Exercise details: Copy out all the records below, substituting "locate_points" for every occurrence of "point_to" and changing nothing else.

— BEGIN Stored data —

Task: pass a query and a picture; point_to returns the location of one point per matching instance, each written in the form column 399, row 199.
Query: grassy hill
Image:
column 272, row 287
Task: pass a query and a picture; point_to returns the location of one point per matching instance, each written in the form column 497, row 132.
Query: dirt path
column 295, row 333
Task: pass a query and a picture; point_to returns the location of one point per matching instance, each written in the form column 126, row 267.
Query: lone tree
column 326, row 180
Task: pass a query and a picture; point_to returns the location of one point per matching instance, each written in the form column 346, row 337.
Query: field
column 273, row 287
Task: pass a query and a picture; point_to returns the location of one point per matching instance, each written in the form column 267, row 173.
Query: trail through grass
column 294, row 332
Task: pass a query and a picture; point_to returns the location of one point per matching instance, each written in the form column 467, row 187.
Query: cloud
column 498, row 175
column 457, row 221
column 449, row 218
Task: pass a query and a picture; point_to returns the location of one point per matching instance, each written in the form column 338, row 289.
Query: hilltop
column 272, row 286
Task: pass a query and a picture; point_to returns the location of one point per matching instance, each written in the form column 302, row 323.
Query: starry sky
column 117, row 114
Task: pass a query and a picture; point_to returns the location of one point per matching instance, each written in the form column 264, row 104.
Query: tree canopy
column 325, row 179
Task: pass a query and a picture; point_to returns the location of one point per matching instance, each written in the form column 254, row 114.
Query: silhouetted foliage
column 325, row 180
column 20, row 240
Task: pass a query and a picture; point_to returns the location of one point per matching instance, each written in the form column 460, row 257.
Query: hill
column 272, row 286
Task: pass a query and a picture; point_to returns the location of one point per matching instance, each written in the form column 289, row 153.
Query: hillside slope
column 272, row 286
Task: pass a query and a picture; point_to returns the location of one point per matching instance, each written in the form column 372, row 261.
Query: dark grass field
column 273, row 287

— END Stored data —

Correct answer:
Task: pass a query and a picture; locate_points returns the location of one point per matching instance, each written in the form column 399, row 199.
Query: grassy hill
Image:
column 272, row 287
Task: pass a query and a picture; locate_points returns the location of one point per matching instance, each written in the form column 497, row 132.
Query: dirt path
column 295, row 333
Task: pass a query and a picture; locate_points returns the location of one point per matching instance, each written in the form column 126, row 267.
Query: lone tree
column 326, row 180
Task: pass a query and a picture; locate_points returns the location of one point per matching instance, each written in the form column 346, row 337.
Query: field
column 273, row 287
Task: pass a query and a picture; locate_points returns the location of one point per matching instance, each written in the form column 267, row 173.
Query: trail through grass
column 294, row 332
Task: pass a query and a picture; locate_points returns the location of one point per matching instance, each written in the form column 467, row 187.
Query: cloud
column 498, row 175
column 457, row 221
column 449, row 218
Task: pass a query and a picture; locate_points returns the location of one point per matching instance, each written in the form column 338, row 289.
Query: hilltop
column 272, row 286
Task: pass a query and a picture; locate_points returns the location of one point per matching instance, each written in the form column 302, row 323.
Query: starry sky
column 117, row 114
Task: pass a query and a picture; locate_points returns the location of one point per matching instance, each written in the form column 264, row 104.
Query: tree canopy
column 325, row 179
Task: pass a query and a picture; locate_points returns the location of one point per matching instance, each written in the form column 254, row 114.
Query: silhouetted foliage
column 325, row 180
column 20, row 240
Task: pass a query and a picture; locate_points returns the location of one point per matching instance, each written in the form column 460, row 257.
Query: hill
column 272, row 286
Task: pass a query and a picture; locate_points returns the location of one point per matching instance, each written in the form column 289, row 153.
Query: hillside slope
column 272, row 286
Task: pass a query and a picture; locate_points returns the location of one point per matching instance, each written in the form column 372, row 261.
Query: dark grass field
column 273, row 287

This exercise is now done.